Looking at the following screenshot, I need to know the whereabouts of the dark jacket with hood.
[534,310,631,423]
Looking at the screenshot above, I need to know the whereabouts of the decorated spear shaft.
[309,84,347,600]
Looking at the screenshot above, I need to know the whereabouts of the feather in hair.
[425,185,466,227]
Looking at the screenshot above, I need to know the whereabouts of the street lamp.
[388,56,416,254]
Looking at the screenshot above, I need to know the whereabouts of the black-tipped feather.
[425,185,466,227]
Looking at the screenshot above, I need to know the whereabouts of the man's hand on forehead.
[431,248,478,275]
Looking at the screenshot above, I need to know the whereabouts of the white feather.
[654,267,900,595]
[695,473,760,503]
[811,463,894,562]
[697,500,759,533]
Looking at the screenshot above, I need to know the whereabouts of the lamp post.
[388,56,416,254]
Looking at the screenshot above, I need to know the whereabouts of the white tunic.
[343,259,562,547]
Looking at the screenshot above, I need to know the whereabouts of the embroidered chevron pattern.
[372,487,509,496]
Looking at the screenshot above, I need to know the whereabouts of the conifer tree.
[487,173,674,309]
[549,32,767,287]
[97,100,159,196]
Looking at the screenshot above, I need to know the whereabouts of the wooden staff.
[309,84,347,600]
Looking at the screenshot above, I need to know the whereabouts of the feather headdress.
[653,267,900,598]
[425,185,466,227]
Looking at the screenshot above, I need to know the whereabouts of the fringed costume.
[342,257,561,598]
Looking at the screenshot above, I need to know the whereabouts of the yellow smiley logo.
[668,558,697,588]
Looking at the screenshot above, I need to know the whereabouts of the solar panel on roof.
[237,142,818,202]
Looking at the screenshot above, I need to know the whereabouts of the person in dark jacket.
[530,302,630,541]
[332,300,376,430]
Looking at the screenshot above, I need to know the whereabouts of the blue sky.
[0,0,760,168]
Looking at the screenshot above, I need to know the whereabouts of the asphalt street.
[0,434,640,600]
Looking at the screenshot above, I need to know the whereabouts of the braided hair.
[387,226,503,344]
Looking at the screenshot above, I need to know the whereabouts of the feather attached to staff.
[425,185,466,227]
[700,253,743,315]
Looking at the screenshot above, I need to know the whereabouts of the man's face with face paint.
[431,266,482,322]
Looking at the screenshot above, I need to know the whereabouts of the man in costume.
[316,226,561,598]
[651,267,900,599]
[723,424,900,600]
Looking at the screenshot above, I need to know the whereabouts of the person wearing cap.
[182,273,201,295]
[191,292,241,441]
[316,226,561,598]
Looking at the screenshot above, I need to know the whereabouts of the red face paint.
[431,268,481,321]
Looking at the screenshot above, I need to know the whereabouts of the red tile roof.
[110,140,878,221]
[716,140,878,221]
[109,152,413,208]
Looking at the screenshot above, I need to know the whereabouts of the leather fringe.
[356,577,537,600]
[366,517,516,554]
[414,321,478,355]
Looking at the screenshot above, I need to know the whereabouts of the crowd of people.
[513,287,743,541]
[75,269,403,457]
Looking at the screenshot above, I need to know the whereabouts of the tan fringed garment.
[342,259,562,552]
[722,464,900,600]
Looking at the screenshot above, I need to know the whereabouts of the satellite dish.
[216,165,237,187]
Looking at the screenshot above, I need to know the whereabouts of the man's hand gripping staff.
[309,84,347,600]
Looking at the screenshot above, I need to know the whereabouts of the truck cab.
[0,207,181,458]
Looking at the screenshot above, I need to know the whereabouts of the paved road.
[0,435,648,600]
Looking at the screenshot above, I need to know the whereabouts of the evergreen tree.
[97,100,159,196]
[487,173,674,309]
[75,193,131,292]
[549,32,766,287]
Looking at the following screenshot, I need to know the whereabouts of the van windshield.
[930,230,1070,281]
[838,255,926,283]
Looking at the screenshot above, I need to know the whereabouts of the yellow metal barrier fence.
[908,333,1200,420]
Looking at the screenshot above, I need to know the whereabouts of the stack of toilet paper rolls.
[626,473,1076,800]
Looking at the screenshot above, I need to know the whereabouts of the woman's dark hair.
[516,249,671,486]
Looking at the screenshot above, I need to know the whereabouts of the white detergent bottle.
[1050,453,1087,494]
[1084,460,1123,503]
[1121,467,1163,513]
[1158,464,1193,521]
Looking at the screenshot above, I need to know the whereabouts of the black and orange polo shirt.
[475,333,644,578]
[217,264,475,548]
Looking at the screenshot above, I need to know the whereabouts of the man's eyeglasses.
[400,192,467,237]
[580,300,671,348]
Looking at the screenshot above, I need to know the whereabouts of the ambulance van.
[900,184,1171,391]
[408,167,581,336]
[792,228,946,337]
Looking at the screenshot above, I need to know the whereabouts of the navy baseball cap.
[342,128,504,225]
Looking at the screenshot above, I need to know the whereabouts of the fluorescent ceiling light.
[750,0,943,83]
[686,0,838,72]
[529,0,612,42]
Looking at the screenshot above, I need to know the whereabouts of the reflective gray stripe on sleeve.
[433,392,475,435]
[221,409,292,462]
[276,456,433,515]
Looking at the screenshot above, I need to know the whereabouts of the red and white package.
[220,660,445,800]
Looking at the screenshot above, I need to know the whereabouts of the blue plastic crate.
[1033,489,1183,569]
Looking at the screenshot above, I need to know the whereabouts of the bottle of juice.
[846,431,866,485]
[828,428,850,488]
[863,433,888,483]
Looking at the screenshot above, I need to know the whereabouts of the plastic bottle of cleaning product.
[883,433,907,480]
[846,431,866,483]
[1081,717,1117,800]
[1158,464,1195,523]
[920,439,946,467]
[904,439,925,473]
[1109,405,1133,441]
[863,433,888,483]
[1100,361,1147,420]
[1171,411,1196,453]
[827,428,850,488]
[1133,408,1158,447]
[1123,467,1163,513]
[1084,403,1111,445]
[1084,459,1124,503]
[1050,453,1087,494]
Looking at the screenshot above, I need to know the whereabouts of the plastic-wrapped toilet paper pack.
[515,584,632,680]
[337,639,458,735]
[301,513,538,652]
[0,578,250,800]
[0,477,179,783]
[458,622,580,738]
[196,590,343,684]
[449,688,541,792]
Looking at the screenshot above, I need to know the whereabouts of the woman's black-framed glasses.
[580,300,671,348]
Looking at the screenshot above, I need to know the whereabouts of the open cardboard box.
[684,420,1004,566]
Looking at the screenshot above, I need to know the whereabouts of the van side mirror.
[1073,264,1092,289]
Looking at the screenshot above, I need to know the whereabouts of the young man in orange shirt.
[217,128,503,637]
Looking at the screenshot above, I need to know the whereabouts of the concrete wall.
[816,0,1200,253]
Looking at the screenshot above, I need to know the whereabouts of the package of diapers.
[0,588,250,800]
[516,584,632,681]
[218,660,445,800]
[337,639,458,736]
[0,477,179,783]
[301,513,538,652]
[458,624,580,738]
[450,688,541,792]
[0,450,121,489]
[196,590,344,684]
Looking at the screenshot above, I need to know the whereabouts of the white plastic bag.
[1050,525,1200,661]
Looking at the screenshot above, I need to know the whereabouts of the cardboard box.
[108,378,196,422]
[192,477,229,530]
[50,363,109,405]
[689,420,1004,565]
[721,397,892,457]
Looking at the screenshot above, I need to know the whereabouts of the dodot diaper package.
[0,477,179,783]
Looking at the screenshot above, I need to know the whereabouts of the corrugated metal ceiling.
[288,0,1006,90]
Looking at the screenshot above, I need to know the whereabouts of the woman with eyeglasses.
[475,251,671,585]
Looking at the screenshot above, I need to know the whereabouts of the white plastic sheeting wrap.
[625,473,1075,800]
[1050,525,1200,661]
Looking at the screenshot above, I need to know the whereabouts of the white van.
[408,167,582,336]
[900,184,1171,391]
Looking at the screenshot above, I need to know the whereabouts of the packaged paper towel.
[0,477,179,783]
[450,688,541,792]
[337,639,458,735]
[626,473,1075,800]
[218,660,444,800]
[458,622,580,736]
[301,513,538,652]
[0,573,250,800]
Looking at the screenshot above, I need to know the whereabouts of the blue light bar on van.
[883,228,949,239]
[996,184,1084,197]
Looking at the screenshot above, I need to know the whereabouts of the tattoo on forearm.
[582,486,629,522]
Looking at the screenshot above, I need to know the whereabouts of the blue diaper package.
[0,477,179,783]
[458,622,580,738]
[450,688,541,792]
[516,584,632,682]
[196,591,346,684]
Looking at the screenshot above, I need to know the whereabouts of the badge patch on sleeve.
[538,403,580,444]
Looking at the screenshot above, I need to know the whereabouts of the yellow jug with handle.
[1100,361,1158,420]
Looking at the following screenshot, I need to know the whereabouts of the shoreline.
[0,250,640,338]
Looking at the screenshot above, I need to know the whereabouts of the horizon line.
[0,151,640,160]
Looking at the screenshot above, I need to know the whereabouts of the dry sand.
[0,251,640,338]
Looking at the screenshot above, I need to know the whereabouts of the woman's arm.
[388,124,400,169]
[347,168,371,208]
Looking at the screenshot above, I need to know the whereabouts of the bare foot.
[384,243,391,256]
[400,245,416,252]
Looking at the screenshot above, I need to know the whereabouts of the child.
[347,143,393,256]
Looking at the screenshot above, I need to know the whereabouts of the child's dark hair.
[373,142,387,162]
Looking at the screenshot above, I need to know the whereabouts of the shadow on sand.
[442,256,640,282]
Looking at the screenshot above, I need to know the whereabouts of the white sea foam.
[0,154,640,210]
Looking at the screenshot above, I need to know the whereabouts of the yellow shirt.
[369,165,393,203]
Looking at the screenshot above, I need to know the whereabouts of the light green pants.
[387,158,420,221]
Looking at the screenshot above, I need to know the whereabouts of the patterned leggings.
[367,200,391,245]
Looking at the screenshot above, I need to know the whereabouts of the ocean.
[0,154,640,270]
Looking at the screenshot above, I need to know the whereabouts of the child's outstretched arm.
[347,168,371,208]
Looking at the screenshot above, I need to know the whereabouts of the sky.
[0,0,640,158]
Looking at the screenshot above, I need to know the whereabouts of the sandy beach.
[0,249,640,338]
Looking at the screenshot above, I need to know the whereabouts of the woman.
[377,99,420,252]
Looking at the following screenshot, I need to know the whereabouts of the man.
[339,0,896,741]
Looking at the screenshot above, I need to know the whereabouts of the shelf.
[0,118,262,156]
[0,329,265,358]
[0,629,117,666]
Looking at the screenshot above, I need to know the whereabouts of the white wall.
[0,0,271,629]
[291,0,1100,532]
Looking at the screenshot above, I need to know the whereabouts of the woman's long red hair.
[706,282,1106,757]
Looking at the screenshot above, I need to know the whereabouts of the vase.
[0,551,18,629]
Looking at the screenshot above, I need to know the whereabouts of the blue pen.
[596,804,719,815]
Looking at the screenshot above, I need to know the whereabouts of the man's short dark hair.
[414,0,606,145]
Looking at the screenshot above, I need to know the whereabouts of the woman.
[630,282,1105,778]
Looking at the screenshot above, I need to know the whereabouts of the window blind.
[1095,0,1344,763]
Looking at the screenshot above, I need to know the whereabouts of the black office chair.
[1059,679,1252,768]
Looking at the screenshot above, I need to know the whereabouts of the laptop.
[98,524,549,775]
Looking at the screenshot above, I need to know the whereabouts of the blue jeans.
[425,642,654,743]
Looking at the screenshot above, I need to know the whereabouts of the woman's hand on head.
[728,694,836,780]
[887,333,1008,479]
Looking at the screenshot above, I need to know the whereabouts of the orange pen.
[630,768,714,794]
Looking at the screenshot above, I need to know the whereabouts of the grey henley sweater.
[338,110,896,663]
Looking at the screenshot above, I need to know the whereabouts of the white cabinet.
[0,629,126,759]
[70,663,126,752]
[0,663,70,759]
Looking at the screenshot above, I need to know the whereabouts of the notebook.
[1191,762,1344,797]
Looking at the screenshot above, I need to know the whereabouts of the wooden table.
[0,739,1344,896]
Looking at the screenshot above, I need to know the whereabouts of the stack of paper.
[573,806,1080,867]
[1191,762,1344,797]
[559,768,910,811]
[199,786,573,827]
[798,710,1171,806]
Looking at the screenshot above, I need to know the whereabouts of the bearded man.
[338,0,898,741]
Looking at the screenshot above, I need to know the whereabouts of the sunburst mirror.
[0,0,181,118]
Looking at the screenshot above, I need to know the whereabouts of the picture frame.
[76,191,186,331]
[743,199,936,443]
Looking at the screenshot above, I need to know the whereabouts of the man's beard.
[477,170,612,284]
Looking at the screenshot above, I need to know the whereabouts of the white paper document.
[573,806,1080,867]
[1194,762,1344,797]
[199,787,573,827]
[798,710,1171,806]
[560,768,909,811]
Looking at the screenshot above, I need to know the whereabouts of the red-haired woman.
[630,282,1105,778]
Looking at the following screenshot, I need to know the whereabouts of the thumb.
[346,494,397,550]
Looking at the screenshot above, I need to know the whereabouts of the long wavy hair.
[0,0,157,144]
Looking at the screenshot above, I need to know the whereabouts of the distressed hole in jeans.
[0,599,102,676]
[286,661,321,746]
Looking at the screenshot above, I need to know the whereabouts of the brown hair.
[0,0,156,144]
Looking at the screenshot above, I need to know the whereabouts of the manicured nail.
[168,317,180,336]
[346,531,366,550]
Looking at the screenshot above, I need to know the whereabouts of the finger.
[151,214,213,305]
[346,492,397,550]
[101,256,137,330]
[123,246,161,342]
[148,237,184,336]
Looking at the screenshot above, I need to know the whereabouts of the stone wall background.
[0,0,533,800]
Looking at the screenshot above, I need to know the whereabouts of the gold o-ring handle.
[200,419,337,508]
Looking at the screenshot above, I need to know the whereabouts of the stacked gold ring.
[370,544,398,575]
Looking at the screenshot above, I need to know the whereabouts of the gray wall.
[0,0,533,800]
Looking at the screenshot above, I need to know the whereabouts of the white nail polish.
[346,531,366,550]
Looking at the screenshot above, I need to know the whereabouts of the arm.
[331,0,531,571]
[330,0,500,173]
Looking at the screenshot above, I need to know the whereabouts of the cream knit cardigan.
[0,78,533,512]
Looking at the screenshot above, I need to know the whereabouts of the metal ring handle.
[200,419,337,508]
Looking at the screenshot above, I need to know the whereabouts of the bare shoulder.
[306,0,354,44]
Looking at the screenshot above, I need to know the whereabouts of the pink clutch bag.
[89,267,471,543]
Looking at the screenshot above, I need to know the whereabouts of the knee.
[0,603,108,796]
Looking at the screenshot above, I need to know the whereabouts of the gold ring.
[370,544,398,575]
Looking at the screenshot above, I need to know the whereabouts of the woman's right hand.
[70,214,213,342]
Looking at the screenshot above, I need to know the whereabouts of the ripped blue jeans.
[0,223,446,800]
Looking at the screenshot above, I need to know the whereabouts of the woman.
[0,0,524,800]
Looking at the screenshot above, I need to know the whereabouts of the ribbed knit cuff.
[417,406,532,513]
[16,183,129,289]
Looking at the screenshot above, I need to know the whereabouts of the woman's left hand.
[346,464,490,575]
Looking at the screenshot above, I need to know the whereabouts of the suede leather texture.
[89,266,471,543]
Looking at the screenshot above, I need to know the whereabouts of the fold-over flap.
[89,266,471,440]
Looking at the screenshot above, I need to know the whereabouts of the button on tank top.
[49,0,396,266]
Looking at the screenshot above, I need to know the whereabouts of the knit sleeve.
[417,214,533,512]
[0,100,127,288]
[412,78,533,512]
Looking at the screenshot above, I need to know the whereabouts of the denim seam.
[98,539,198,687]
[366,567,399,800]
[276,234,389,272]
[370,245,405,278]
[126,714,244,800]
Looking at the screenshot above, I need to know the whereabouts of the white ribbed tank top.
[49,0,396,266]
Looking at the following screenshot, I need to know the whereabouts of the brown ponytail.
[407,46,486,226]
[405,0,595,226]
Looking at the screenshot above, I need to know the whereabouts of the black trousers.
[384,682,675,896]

────

- _STATED PROBLEM_
Turn the records, from the first line through the line containing "[342,257,561,598]", into a Markdown table with the columns Row and Line. Number each line in Row, put its text in Line, and leave out any blank lines.

- _SOLUTION FOR THIS PROBLEM_
| Row | Line |
|---|---|
| 1 | Looking at the following screenshot, I need to know the whereabouts of the dark jacket with hood. |
| 2 | [534,310,631,423] |
| 3 | Looking at the screenshot above, I need to know the whereabouts of the decorated spear shaft. |
| 4 | [309,84,347,600] |
| 5 | Looking at the screenshot above, I need to know the whereabouts of the feather in hair. |
| 6 | [425,185,466,227] |
| 7 | Looking at the screenshot above, I need to know the whereabouts of the street lamp. |
| 8 | [388,56,416,254] |
| 9 | Looking at the screenshot above, I need to know the whereabouts of the black-tipped feather. |
| 10 | [425,185,466,227] |
| 11 | Looking at the screenshot above, I need to know the whereabouts of the man's hand on forehead. |
| 12 | [431,248,478,275] |
| 13 | Looking at the screenshot above, I need to know the whereabouts of the white feather. |
| 14 | [654,267,900,595] |
| 15 | [695,473,760,503] |
| 16 | [811,463,894,562] |
| 17 | [697,500,759,533] |
| 18 | Looking at the screenshot above, I need to know the whereabouts of the lamp post. |
| 19 | [388,56,416,254] |
| 20 | Looking at the screenshot above, I need to know the whereabouts of the white tunic. |
| 21 | [343,259,562,547] |
| 22 | Looking at the screenshot above, I need to know the whereabouts of the embroidered chevron pattern. |
| 23 | [372,487,509,496] |
| 24 | Looking at the screenshot above, I need to know the whereabouts of the conifer tree. |
| 25 | [487,173,674,309] |
| 26 | [549,32,767,287] |
| 27 | [97,100,159,196] |
| 28 | Looking at the screenshot above, I need to know the whereabouts of the wooden staff. |
| 29 | [309,84,347,600] |
| 30 | Looking at the screenshot above, I need to know the whereabouts of the feather headdress. |
| 31 | [653,267,900,598] |
| 32 | [425,185,466,227] |
| 33 | Looking at the screenshot above, I need to know the whereabouts of the fringed costume. |
| 34 | [342,257,561,598] |